- [Page excerpt]:

-- Opening Marker --

The shorter radiation course could also substantially reduce life disruptions and financial burdens, researchers reported on Sunday at the American Society for Radiation Oncology (ASTRO) annual meeting in San Diego.
The trial results suggest that giving the same total amount of radiation in higher amounts at fewer appointments “can safely be used in this setting without compromising efficacy or increasing side effects,” study leader Dr. Rinaa Punglia of Dana-Farber Brigham Cancer Center in Boston said in a statement.
For the study, 400 patients with stage 0 to stage III breast cancer who underwent mastectomy and immediate placement of a tissue expander or implant and who required postoperative radiation were randomly assigned to receive the treatment over five or three weeks.
With half of the patients followed for more than 40 months so far, there was no difference between the groups in rates of cancer recurrence, the researchers found.
The shorter course of treatment did not reduce the risk of radiation-related side effects, such as formation of scar tissue around the breast that causes hardness and asymmetry.
The shorter course of radiation therapy did, however, reduce the burden on patients.
“These patients have already had so much treatment, including chemotherapy and a lot of surgery,” Punglia said. “They underscored for us in survey responses how onerous it was for them to have five weeks of treatment.”

-- Closing Marker --

- [Given data]:
-- Opening Marker --

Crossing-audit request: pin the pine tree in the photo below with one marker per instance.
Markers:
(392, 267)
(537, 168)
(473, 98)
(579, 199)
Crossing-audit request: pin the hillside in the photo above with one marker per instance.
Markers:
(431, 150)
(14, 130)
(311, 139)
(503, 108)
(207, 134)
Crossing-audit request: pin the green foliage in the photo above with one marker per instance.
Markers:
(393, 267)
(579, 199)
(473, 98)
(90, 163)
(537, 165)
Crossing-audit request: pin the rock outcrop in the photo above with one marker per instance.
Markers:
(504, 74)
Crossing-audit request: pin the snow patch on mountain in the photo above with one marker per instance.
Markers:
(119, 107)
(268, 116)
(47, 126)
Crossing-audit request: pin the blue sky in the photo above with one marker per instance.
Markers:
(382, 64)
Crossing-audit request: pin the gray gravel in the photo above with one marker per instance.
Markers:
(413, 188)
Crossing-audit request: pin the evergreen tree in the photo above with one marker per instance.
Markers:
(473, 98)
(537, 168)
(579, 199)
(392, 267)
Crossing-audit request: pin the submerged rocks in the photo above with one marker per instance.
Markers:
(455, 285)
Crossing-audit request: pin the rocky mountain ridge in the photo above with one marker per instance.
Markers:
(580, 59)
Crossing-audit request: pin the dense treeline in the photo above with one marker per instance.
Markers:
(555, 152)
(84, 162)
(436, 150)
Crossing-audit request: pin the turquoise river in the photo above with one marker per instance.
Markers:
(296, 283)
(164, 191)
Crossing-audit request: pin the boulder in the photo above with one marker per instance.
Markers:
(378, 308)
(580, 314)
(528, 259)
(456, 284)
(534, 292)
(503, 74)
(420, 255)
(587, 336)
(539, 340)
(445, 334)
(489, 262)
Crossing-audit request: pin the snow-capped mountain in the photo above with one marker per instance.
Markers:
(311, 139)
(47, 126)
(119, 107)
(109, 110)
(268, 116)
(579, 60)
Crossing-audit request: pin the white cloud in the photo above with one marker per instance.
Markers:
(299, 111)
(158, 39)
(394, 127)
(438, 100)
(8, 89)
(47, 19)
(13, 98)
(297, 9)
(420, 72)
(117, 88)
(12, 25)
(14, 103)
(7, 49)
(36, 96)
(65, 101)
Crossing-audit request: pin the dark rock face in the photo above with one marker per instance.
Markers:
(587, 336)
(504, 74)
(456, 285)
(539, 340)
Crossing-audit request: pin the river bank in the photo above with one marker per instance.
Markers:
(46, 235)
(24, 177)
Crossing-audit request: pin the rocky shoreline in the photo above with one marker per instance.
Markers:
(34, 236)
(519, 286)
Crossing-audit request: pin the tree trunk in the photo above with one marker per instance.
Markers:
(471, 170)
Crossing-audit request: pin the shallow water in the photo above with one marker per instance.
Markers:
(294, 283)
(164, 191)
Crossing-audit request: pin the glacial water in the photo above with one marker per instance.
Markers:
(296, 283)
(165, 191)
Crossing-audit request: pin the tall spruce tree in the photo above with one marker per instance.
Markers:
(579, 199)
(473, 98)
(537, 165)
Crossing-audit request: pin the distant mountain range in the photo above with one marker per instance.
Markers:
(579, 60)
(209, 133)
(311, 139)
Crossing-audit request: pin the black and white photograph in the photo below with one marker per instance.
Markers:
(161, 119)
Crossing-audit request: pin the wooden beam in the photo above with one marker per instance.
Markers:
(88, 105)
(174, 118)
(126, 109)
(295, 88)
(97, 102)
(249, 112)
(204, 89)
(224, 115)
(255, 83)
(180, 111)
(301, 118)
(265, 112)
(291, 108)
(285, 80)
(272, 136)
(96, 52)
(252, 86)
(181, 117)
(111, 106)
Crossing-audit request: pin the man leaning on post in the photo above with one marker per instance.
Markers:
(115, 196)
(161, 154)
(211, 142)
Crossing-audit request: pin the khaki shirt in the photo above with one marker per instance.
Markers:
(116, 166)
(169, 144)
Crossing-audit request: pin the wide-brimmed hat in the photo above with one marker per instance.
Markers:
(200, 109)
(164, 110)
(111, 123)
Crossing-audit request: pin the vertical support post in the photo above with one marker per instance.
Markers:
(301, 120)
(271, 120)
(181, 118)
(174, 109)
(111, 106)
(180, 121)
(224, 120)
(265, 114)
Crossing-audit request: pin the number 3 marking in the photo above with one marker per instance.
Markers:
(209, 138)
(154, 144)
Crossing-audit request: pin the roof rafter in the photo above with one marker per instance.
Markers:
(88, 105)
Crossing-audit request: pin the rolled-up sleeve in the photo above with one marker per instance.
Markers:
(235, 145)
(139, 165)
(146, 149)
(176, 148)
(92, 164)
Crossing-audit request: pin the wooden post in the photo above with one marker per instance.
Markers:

-- Closing Marker --

- [Try it]:
Write out the part of the breast cancer radiation excerpt from "With half of" up to and including "burden on patients.", word for word. The listing isn't used for any of this.

- [Answer below]:
With half of the patients followed for more than 40 months so far, there was no difference between the groups in rates of cancer recurrence, the researchers found.
The shorter course of treatment did not reduce the risk of radiation-related side effects, such as formation of scar tissue around the breast that causes hardness and asymmetry.
The shorter course of radiation therapy did, however, reduce the burden on patients.